SUPPLIED RECORDS Block Start

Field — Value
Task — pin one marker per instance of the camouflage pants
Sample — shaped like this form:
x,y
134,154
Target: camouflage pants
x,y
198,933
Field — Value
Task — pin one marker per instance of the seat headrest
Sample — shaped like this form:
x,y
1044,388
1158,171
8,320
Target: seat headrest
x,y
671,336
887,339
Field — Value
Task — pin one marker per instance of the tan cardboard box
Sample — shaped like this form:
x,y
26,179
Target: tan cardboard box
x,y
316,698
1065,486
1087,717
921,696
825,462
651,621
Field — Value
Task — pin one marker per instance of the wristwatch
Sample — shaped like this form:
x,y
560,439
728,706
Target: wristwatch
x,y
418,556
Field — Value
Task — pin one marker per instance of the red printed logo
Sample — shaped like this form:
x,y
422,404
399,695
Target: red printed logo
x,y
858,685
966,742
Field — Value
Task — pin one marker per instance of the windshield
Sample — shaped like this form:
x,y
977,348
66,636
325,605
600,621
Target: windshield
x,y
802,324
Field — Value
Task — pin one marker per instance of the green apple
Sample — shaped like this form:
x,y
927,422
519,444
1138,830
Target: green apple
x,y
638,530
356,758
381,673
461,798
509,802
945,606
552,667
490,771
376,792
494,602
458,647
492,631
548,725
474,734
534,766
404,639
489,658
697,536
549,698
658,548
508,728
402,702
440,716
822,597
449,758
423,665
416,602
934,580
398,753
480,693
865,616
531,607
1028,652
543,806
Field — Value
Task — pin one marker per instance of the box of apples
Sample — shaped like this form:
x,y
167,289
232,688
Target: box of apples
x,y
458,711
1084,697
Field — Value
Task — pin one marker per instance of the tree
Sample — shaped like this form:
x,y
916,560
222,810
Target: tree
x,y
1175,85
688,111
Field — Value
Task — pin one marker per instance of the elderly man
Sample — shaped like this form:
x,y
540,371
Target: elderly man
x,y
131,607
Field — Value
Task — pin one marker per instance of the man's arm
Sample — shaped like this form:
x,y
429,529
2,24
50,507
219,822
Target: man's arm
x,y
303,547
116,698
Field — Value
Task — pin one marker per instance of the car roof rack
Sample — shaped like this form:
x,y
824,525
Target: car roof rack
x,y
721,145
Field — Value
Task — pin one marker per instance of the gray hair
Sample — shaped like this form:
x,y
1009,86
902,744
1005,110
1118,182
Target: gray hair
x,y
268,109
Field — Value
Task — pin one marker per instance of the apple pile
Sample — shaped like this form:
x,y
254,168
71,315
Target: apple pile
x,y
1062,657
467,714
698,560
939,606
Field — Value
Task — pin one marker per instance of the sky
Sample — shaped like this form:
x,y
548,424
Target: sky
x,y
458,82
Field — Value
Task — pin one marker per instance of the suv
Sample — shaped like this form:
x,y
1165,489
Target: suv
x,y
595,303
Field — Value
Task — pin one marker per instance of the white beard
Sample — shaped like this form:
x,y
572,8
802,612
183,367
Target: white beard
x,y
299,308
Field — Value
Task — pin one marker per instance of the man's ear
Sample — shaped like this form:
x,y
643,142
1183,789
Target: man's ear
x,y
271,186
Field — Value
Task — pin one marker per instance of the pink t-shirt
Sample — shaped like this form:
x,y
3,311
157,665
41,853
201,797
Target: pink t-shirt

SUPPLIED RECORDS Block End
SUPPLIED RECORDS Block Start

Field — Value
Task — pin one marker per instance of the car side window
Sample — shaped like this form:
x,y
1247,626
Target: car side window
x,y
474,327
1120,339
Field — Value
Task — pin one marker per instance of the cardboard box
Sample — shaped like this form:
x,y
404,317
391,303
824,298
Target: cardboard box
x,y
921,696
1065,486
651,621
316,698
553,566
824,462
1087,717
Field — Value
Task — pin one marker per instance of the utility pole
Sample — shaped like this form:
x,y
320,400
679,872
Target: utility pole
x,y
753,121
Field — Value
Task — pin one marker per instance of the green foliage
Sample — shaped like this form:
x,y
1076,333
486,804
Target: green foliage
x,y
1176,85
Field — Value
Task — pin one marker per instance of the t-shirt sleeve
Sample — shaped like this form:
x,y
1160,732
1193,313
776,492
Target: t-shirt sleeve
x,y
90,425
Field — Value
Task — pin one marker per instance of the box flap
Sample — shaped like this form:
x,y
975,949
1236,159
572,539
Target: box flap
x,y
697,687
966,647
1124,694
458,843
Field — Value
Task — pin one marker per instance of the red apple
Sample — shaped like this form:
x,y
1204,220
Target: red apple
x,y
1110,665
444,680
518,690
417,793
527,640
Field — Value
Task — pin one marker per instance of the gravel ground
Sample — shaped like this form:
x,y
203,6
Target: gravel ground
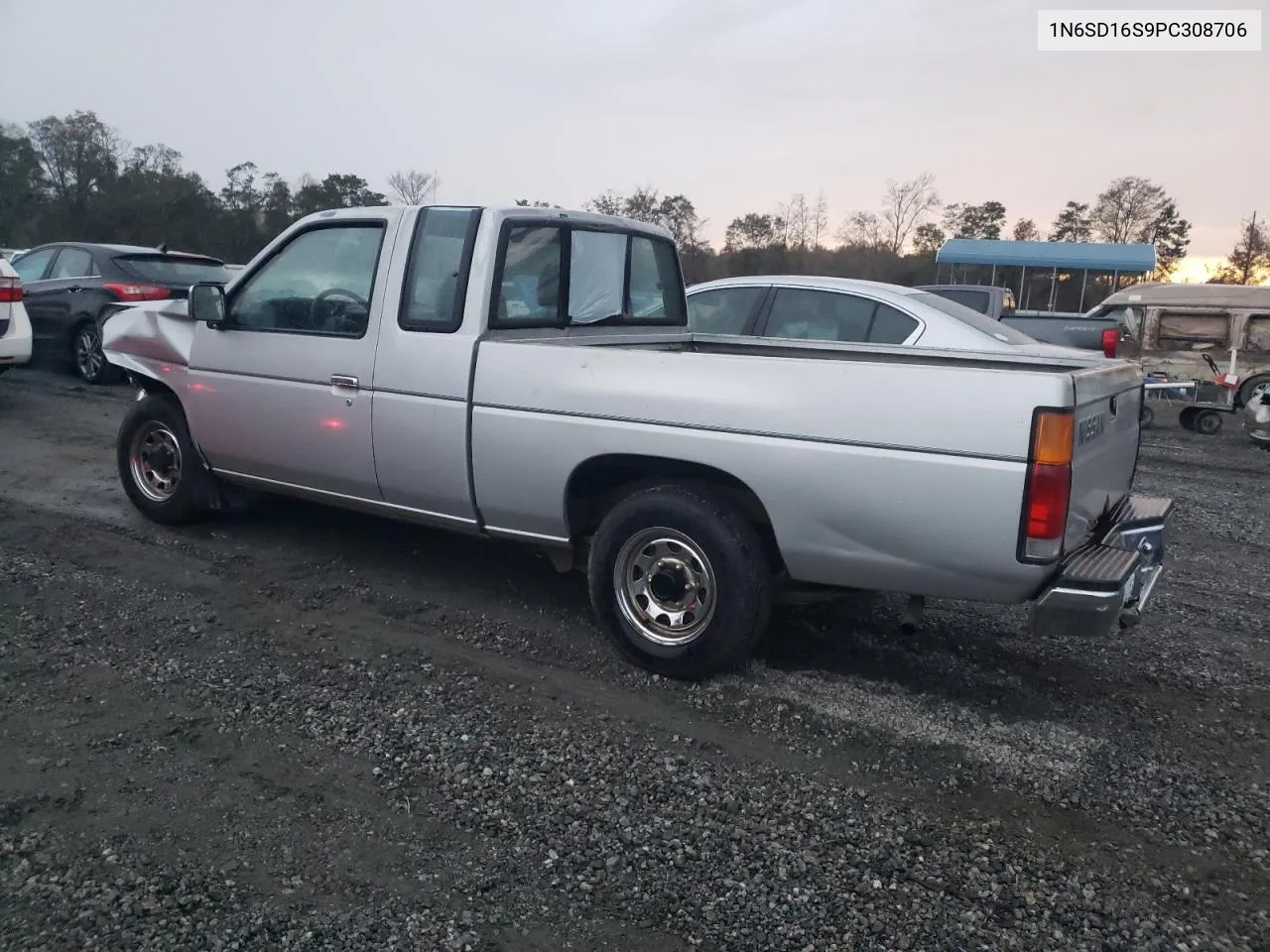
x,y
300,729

SUPPLIED RECORDS Block End

Determine how many of the lines above hold the word "pink", and output that number by itself.

#### ANSWER FOR THE TASK:
2